- Texto apresentado
-----

Dr. Caligari Psicanalista

O Gabinete do Dr. Caligari
Reflexões sobre o Dr. Caligari psicanalista

Ao pensar no nome Dr. Caligari, imediatamente sou remetido ao clássico expressionista do cinema alemão de 1920, O Gabinete do Dr. Caligari. A figura que emergiu dessa obra ambígua, enigmática, entre a razão médica e o poder hipnótico acabou se transformando, com o tempo, numa metáfora poderosa para o inconsciente, para a manipulação da mente e para a autoridade do saber sobre o sujeito. No entanto, quando falo do Dr. Caligari psicanalista, não me refiro ao personagem fictício, mas ao modo como esse nome foi incorporado em círculos acadêmicos e críticos como símbolo de um olhar psicanalítico sobre a cultura, a loucura e os jogos de poder entre sujeito e discurso.

-----

- Dados fornecidos
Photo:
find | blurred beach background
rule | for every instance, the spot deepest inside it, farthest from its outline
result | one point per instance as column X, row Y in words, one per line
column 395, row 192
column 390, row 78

-----

- Explore o material
- A) Copie o trecho do texto sobre o Dr. Caligari, começando nas palavras "Ao pensar no" e parando depois de "sujeito e discurso.".
- B) Indique, com sim ou não e citando as palavras decisivas do texto sobre o Dr. Caligari, se cada afirmação concorda com ele: (i) O Gabinete do Dr. Caligari é de 1920; (ii) a expressão Dr. Caligari psicanalista designa o personagem fictício do filme; (iii) o filme pertence ao cinema francês.
- C) Prossiga com o texto sobre o Dr. Caligari psicanalista a partir do ponto em que ele termina.

- Lista de respostas
- A)
Ao pensar no nome Dr. Caligari, imediatamente sou remetido ao clássico expressionista do cinema alemão de 1920, O Gabinete do Dr. Caligari. A figura que emergiu dessa obra ambígua, enigmática, entre a razão médica e o poder hipnótico acabou se transformando, com o tempo, numa metáfora poderosa para o inconsciente, para a manipulação da mente e para a autoridade do saber sobre o sujeito. No entanto, quando falo do Dr. Caligari psicanalista, não me refiro ao personagem fictício, mas ao modo como esse nome foi incorporado em círculos acadêmicos e críticos como símbolo de um olhar psicanalítico sobre a cultura, a loucura e os jogos de poder entre sujeito e discurso.

- B)
(i) Sim: "clássico expressionista do cinema alemão de 1920, O Gabinete do Dr. Caligari".
(ii) Não: "não me refiro ao personagem fictício".
(iii) Não: "clássico expressionista do cinema alemão".

- C)
Caligari nunca existiu como psicanalista histórico, não nasceu em Viena nem frequentou os seminários de Freud. Mas é impossível negar que sua presença simbólica se tornou fértil para pensar a psicanálise. Sua "biografia", portanto, é mais uma biografia conceitual. Se lhe invento pais, amigos e discípulos, esses são Freud, Jung, Ferenczi e tantos outros que, como ele, habitaram a fronteira entre ciência e ficção. Sua obra principal não é um tratado escrito, mas o impacto cultural que nos permite analisar a psicodinâmica da autoridade, o fascínio pelo poder e o medo da hipnose social.

Na psicanálise, Caligari pode ser lido como aquele que encarna o Outro lacaniano, a instância simbólica que dá ordem, mas que também aprisiona. Na filosofia, ecoa Foucault quando este denuncia a medicalização da loucura e o controle disciplinar dos corpos. Na neurociência, poderia ser comparado às pesquisas atuais sobre o funcionamento das áreas cerebrais ligadas à tomada de decisão e ao livre-arbítrio, mostrando o quanto somos atravessados por forças inconscientes, tanto internas quanto externas.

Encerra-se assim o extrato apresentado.